### AVAILABLE RECORDS:
__________

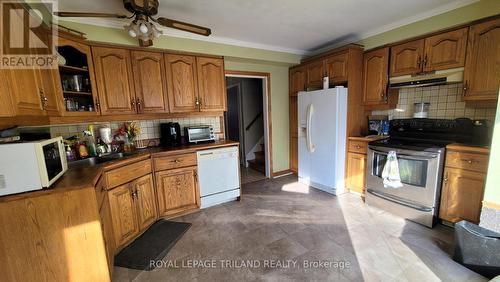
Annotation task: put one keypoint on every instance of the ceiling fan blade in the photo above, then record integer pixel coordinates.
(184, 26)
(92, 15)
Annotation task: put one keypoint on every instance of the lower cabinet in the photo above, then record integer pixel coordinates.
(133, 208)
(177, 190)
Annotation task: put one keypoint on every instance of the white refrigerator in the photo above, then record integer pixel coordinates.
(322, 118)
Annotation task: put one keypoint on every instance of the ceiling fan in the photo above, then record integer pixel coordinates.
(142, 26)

__________

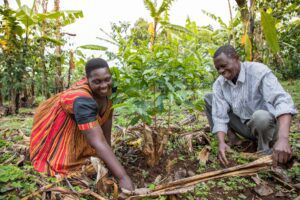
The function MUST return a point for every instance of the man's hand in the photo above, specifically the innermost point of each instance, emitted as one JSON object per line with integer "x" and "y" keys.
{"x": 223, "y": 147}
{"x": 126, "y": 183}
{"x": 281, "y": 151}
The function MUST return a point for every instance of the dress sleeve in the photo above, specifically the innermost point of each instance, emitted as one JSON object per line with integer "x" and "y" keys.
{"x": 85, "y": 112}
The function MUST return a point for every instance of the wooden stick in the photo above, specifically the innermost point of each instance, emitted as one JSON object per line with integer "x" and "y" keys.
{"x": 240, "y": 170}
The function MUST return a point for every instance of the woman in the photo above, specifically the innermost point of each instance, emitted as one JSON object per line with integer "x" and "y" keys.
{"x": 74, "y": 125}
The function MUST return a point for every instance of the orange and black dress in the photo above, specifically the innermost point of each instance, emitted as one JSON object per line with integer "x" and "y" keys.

__________

### EXERCISE BRIEF:
Reproduce exactly the lines of the records above from the one with "of the man's" to the one with "of the orange", both included, and leave out everything else.

### ANSWER SPACE:
The function MUST return a point for every instance of the man's hand in the photo above, specifically the innermost point of each instance, emitted as one JSON object per line with integer "x" and "y" keys.
{"x": 223, "y": 147}
{"x": 126, "y": 183}
{"x": 281, "y": 151}
The function MUST return a point for every instance of the dress sleeve in the photo above, specifically the innermost point of each instance, emitted as one JSON object per line with integer "x" and "y" keys.
{"x": 85, "y": 112}
The function MUST return a point for every instance of the wooden stick in the photo above, specifically the innermost point of each instance, emitted as one JSON object per line with integer "x" and "y" keys.
{"x": 240, "y": 170}
The function MUST return a point for every instance of the woman in the photo above, specifically the innermost point of each instance, emitted as one JSON object per line with integer "x" and "y" keys.
{"x": 74, "y": 125}
The function MUST return a point for every instance of the orange and black dress in the photo above, specifically the innermost point of each instance, emitted as one JSON object per line with integer "x" and "y" keys.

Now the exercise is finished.